▶ Exercise prompt: Every line of the material is to be repeated exactly as it stands.

▶ Material for the task:
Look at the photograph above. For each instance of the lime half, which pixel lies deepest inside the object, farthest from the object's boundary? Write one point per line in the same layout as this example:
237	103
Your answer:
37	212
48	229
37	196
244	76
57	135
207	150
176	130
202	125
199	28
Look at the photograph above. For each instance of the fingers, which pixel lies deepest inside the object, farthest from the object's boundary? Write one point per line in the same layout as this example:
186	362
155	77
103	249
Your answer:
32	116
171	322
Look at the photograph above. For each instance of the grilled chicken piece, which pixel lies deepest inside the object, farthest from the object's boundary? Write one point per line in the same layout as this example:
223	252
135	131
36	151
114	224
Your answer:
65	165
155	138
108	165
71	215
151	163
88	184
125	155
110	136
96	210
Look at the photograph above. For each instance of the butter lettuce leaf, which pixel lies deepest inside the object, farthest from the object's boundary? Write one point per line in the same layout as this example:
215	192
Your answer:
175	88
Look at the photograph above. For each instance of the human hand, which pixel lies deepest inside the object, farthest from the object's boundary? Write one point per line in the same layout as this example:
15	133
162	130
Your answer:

▶ Exercise response:
Look at the photograph above. For each instance of the lime half, which pixel lies deepest inside the object, farthest from the object's boundary? Write one point per line in the same layout as this example:
237	103
Your answer:
37	212
48	229
37	196
244	76
57	135
207	150
176	130
202	125
199	28
Look at the photograph above. For each instance of the fingers, which pixel lies deepest inside the object, farthest from the object's boundary? Write one point per line in the same layout as this example:
186	362
155	77
103	249
Your answer:
32	116
171	322
Look at the photograph above. For each instance of the grilled chicken piece, which pixel lies deepest inside the object, farthest from the object's boundary? Write one point per line in the same layout as this example:
223	252
135	131
36	151
114	224
Your answer:
65	165
155	138
108	165
71	215
151	163
88	184
125	155
110	136
96	210
Look at the photograph above. For each instance of the butter lettuce leaf, which pixel lies deepest inside the object, farthest from the object's boundary? Write one point per line in the same layout as this example:
215	192
Your answer:
175	88
Look at the photograph above. For each instance of the human hand, which pixel lies deepest inside the object, farthest from the object's boundary? Write one point per line in the same layout as this example:
15	133
162	130
Your answer:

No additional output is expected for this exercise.